# PROMPT
Only lines holding the word "hangar" are wanted from the records; copy all of them.
>>>
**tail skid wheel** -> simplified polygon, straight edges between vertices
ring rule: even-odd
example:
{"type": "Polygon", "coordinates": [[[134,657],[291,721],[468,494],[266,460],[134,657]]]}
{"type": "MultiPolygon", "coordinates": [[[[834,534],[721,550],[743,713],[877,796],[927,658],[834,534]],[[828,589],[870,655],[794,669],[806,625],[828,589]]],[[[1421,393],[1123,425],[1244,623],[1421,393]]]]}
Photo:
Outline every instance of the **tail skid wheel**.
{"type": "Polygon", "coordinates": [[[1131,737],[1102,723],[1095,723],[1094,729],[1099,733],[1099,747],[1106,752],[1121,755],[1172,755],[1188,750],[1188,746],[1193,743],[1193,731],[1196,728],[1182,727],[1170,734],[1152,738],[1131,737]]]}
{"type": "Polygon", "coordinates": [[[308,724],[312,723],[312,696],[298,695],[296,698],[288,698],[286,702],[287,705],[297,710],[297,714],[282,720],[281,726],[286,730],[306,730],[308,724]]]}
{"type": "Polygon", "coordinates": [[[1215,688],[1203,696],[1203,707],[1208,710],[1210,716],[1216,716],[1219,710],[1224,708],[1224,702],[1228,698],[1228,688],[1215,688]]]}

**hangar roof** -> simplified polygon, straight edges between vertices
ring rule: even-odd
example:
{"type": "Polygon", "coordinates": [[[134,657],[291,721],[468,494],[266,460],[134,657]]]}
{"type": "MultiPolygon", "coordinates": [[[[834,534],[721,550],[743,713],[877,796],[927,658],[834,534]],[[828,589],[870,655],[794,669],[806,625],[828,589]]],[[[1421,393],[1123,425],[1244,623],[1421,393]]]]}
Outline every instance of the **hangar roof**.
<<<
# RESULT OF THIS EXERCISE
**hangar roof** -> simplified polygon, straight edges between vertices
Outline every instance of the **hangar roof**.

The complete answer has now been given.